This exercise asks for every record to be output again exactly.

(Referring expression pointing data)
┌────────

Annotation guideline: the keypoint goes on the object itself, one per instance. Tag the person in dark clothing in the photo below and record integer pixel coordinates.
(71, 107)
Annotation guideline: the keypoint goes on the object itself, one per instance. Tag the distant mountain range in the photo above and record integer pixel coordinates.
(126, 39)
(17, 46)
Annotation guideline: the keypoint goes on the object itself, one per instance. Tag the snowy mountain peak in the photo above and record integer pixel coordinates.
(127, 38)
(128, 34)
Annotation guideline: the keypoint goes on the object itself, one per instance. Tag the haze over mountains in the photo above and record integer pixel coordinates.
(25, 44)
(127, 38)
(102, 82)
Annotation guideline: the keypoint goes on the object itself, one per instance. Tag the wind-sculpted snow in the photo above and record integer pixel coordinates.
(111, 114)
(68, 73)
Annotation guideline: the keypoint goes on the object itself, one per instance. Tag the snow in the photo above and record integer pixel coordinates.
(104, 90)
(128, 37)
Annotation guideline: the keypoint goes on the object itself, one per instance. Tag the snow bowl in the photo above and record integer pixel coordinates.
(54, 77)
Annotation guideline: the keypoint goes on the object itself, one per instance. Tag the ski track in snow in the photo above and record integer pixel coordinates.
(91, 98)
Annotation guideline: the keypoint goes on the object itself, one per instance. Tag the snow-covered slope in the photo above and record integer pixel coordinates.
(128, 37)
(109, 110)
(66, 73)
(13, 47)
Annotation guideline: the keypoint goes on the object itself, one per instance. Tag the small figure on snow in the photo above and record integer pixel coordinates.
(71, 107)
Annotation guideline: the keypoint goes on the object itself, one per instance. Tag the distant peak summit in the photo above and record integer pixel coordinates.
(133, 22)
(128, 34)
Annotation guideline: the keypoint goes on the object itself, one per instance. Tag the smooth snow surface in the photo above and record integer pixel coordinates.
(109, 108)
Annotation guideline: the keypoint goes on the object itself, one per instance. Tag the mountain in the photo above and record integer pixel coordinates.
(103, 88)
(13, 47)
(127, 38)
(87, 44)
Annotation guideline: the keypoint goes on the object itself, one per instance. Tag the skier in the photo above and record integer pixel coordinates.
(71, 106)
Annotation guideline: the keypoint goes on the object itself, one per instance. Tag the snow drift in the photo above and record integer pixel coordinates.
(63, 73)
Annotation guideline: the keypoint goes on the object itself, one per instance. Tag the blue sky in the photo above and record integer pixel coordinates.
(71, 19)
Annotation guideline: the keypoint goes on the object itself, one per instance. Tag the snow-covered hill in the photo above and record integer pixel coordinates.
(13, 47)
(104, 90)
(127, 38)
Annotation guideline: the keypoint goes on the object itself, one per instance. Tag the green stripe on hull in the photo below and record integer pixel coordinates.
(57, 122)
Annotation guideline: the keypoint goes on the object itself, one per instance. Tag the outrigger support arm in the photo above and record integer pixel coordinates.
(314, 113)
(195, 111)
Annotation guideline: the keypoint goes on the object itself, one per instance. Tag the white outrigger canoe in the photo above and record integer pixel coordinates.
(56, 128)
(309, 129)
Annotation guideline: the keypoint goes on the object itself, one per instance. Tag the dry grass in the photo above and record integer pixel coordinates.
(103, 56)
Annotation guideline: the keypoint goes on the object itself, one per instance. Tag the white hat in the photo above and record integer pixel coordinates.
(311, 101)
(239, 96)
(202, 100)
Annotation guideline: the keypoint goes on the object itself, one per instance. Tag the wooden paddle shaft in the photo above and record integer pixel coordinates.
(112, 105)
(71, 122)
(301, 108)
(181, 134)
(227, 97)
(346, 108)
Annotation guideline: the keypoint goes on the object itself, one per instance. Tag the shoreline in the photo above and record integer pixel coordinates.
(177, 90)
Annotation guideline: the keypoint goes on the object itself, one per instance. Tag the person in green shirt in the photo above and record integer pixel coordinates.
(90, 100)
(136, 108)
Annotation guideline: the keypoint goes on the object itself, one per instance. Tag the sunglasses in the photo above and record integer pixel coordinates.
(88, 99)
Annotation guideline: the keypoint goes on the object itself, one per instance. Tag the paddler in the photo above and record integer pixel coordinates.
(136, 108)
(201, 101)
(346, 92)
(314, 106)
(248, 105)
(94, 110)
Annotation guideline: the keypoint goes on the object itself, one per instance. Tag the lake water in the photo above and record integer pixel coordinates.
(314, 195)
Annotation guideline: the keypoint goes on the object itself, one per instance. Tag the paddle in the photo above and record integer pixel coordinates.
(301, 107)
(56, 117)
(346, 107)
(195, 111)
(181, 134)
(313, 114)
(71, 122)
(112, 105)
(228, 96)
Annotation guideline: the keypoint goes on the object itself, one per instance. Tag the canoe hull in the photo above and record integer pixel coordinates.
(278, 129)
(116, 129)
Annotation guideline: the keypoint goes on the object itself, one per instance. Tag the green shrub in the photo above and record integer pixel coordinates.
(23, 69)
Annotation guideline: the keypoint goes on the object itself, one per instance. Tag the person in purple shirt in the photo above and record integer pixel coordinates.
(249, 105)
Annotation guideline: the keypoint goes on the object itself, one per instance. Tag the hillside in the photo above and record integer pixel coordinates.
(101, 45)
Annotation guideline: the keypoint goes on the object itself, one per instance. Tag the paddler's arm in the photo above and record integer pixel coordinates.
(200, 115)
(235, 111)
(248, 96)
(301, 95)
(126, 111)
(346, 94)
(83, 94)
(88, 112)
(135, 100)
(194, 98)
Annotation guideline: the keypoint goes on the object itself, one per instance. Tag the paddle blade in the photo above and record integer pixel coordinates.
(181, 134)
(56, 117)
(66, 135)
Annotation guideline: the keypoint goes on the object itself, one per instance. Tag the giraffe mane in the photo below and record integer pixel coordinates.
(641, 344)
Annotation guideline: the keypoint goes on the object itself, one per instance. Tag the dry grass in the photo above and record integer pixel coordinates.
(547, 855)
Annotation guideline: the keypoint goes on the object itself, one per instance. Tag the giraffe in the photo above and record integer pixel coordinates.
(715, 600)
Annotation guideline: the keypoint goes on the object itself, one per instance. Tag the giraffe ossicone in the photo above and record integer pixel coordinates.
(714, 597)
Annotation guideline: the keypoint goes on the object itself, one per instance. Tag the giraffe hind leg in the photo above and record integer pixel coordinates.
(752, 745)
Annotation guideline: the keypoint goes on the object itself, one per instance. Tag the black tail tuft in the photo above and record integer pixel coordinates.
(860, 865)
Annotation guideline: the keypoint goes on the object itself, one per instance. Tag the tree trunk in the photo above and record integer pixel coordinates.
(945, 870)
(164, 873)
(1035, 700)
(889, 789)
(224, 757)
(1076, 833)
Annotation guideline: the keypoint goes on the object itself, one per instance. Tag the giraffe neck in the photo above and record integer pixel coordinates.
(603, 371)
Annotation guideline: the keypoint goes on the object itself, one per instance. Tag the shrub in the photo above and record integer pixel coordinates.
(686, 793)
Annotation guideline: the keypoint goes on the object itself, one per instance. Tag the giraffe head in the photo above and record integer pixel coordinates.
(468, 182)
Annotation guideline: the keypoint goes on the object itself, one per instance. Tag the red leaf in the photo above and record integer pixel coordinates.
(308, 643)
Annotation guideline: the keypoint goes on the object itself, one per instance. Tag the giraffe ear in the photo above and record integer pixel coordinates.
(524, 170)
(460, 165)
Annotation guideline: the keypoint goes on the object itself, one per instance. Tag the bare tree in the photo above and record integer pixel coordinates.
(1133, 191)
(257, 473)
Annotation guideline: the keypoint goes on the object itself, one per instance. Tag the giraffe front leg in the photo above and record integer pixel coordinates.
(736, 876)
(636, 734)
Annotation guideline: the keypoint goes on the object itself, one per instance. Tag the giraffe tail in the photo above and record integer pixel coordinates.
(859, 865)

└────────

• **Written reply**:
Annotation guideline: the keypoint goes on the object itself, one per instance. Tag the person in dark clothing in the photo below and record integer pixel coordinates.
(71, 107)
Annotation guideline: the keypoint goes on the object itself, one per instance. Tag the distant mountain range in the photo above and record integer pixel coordinates.
(126, 39)
(17, 46)
Annotation guideline: the keypoint goes on the object itself, one per instance. Tag the snowy mountain peak in the photo above and record integer pixel coordinates.
(127, 38)
(128, 34)
Annotation guideline: the keypoint goes on the object itself, one per instance. Tag the haze over mountains in the photo above and record integer pixel coordinates.
(25, 44)
(127, 38)
(102, 82)
Annotation guideline: the keypoint goes on the object itself, one per instance. Tag the wind-sculpted snow in the photo above and record integer pixel coordinates.
(111, 114)
(68, 73)
Annotation guideline: the keypoint goes on the object itself, one per instance. Tag the snow in the photo above and record integer pixel coordinates.
(104, 90)
(128, 37)
Annotation guideline: the keypoint goes on the object itself, one per instance. Tag the snow bowl in the photo above and record integer pixel coordinates.
(54, 77)
Annotation guideline: the keypoint goes on the object itself, one per instance. Tag the ski track in snow in the photo above and record integer pixel coordinates.
(91, 98)
Annotation guideline: the keypoint goes on the object itself, one per instance. Tag the snow-covered slope in the photo above and record integer pixel coordinates.
(128, 37)
(109, 110)
(66, 73)
(13, 47)
Annotation guideline: the keypoint goes on the object itself, one per instance. Tag the small figure on snow in the photo above and record integer pixel coordinates.
(71, 107)
Annotation guideline: the keypoint goes on the object itself, one per instance. Tag the distant peak summit in the photo above and record integer pixel coordinates.
(133, 22)
(128, 34)
Annotation guideline: the keypoint goes on the object itself, one per instance. Tag the smooth snow surface in the photo above and record integer pixel coordinates.
(109, 108)
Annotation guideline: the keypoint goes on the object itself, one per instance. Tag the mountain in the photo above and record integer pixel coordinates.
(103, 88)
(13, 47)
(127, 38)
(87, 44)
Annotation guideline: the keypoint goes on the object itself, one per instance. Tag the skier in the photo above and record integer pixel coordinates.
(71, 106)
Annotation guideline: the keypoint goes on the object itself, one per instance. Tag the snow drift in the photo above and record integer pixel coordinates.
(63, 73)
Annotation guideline: the keypoint goes on the object itself, one per instance. Tag the blue sky in the photo above and record integer pixel coordinates.
(71, 19)
Annotation guideline: the keypoint goes on the object itself, one per instance. Tag the snow-covered hill in the photo above and record integer pixel coordinates.
(13, 47)
(104, 90)
(127, 38)
Annotation guideline: the keypoint goes on the object itself, one per instance. Tag the green stripe on hull in the photo below and record integer pixel coordinates.
(57, 122)
Annotation guideline: the keypoint goes on the object itself, one per instance. Tag the outrigger support arm in the photo above and record integer pixel coordinates.
(314, 113)
(195, 111)
Annotation guideline: the keypoint goes on the object itself, one per instance. Tag the white outrigger canoe in the photo above and record integer pixel coordinates.
(56, 128)
(309, 129)
Annotation guideline: the keypoint goes on the object itself, one per instance. Tag the dry grass in the photo above and record integer pixel coordinates.
(103, 56)
Annotation guideline: the keypoint goes on the object itself, one per instance. Tag the white hat in the photo above and record integer pixel coordinates.
(311, 101)
(239, 96)
(202, 100)
Annotation guideline: the keypoint goes on the object itself, one per instance. Tag the wooden paddle shaft in the photo above and record integer pixel coordinates.
(112, 105)
(71, 122)
(301, 108)
(181, 134)
(227, 97)
(346, 108)
Annotation guideline: the keypoint goes on the object itself, one per instance. Tag the shoreline in the photo above and record integer pixel coordinates.
(177, 90)
Annotation guideline: the keypoint goes on the object itself, one per instance. Tag the person in green shirt in the photo above and record integer pixel coordinates.
(90, 100)
(136, 108)
Annotation guideline: the keypoint goes on the object itself, one per instance. Tag the sunglasses in the photo above and record integer pixel coordinates.
(88, 99)
Annotation guideline: the keypoint goes on the object itself, one per instance. Tag the paddler in the photo above and record integer pixel coordinates.
(136, 108)
(201, 101)
(346, 92)
(314, 106)
(248, 105)
(94, 110)
Annotation guideline: the keypoint goes on the object itself, one per instance. Tag the lake water in the photo above and record integer pixel coordinates.
(314, 195)
Annotation guideline: the keypoint goes on the object itself, one per instance. Tag the paddle in the photo above and record integer pixel coordinates.
(301, 107)
(56, 117)
(346, 107)
(195, 111)
(181, 134)
(313, 114)
(71, 122)
(112, 105)
(228, 96)
Annotation guideline: the keypoint goes on the object itself, one per instance. Tag the canoe hull in the photo above and record integer pixel coordinates.
(278, 129)
(116, 129)
Annotation guideline: the keypoint goes on the object itself, one per instance. Tag the green shrub in the photo above and record integer pixel coordinates.
(23, 69)
Annotation guideline: the keypoint goes on the object itself, one per instance. Tag the person in purple shirt in the photo above and record integer pixel coordinates.
(249, 105)
Annotation guideline: the keypoint goes on the object itself, one per instance. Tag the hillside in the photo above and record integer pixel coordinates.
(101, 45)
Annotation guideline: the keypoint goes on the object itself, one per instance. Tag the paddler's arm in the photo above and record integer pixel coordinates.
(200, 115)
(235, 111)
(248, 96)
(301, 95)
(126, 111)
(346, 94)
(83, 94)
(88, 112)
(135, 100)
(194, 98)
Annotation guideline: the keypoint goes on the object itself, one per instance. Tag the paddle blade in the photo above and record integer pixel coordinates.
(181, 134)
(56, 117)
(66, 135)
Annotation guideline: the keypoint goes on the object itself, one per instance. Tag the giraffe mane in the photo below and record integer pixel coordinates.
(641, 344)
Annotation guideline: the keypoint goes on the object itself, one per instance. Tag the dry grass in the photo above and record integer pixel coordinates.
(547, 855)
Annotation guideline: the keypoint goes on the object itself, one per instance. Tag the giraffe in the photo above and record integer pixel coordinates.
(715, 600)
Annotation guideline: the keypoint goes on the object itself, one per instance. Tag the giraffe ossicone in the photo above and record integer pixel coordinates.
(714, 597)
Annotation guideline: the keypoint goes on the object itself, one per instance. Tag the giraffe hind leg in the photo above and record integer pixel coordinates.
(752, 745)
Annotation guideline: the keypoint goes on the object itself, one per instance. Tag the black tail tuft in the photo above and record integer pixel coordinates.
(860, 865)
Annotation guideline: the keypoint goes on the object itself, one per instance. Tag the tree trunk in the photo above and record integer pixel coordinates.
(945, 870)
(164, 873)
(1035, 700)
(889, 789)
(224, 757)
(1076, 833)
Annotation guideline: the keypoint goes on the object itself, one per instance. Tag the giraffe neck in the photo above and record integer pixel coordinates.
(603, 371)
Annotation guideline: the keypoint goes on the object itself, one per instance. Tag the shrub in the photo above and record integer pixel coordinates.
(686, 793)
Annotation guideline: the keypoint goes on the object itself, one per instance. Tag the giraffe head in the photo above and record integer pixel coordinates.
(468, 182)
Annotation guideline: the keypoint goes on the object itself, one per instance. Tag the red leaf in the photo above and record integer pixel coordinates.
(308, 643)
Annotation guideline: the keypoint goes on the object itself, one per instance. Tag the giraffe ear in the photo above and record integer pixel coordinates.
(524, 170)
(460, 165)
Annotation guideline: the keypoint goes on the object itself, one per instance. Tag the bare tree in the photo above and record integer pixel coordinates.
(1133, 191)
(257, 473)
Annotation guideline: the keypoint goes on the object itself, one per instance. Tag the giraffe front leg in the photo above and record integer pixel coordinates.
(736, 876)
(636, 734)
Annotation guideline: the keypoint goes on the object itself, one per instance. Tag the giraffe tail in the photo above and record integer pixel coordinates.
(859, 865)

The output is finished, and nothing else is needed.